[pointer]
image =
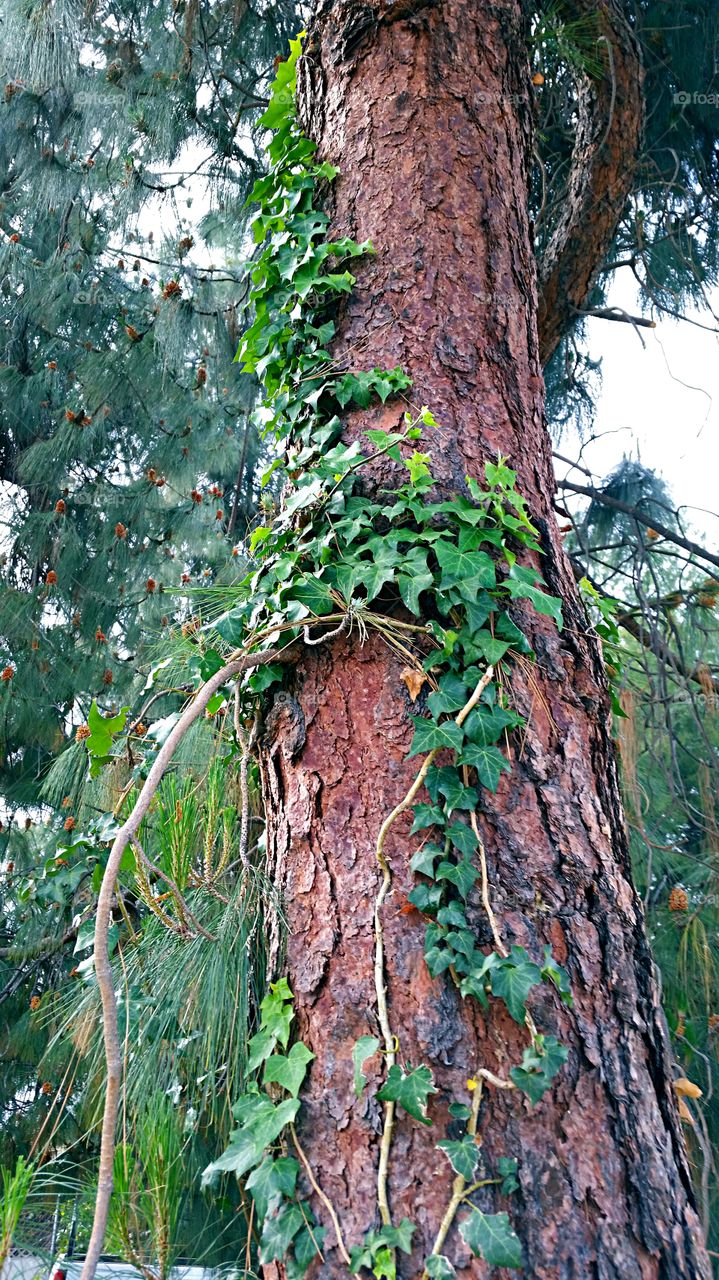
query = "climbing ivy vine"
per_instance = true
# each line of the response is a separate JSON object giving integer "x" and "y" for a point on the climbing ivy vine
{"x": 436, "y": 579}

---

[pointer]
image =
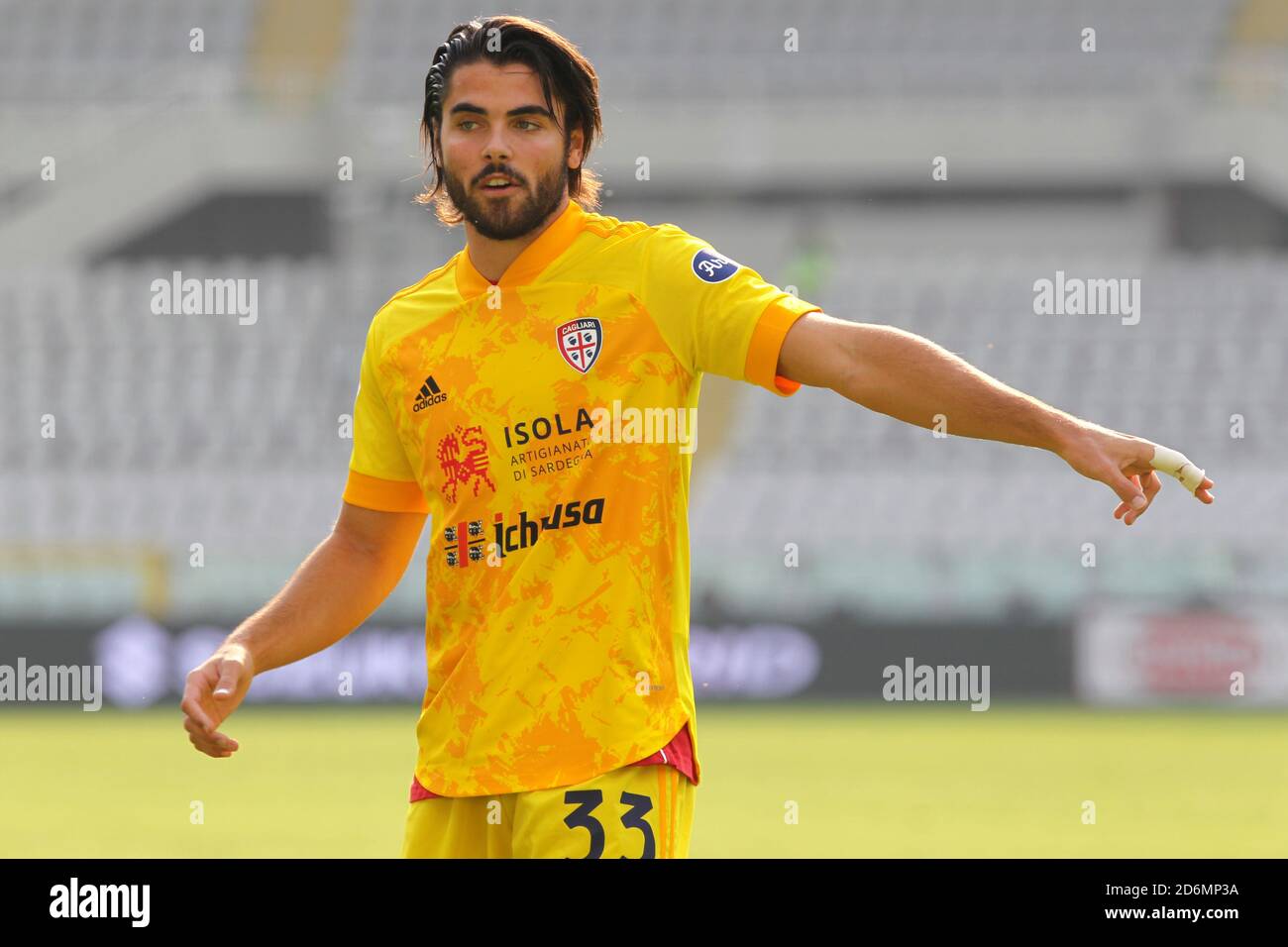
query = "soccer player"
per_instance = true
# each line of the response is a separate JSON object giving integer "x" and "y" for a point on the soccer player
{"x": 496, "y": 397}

Problem
Find every line in the records above that contains the string "object", and copy each of those lines. Case counts.

Completed exercise
# each line of the response is a separate JSON object giving integer "x" and "y" for a point on the climbing ivy vine
# each line of the response is a separate JSON object giving integer "x" and "y" for a point on the soccer player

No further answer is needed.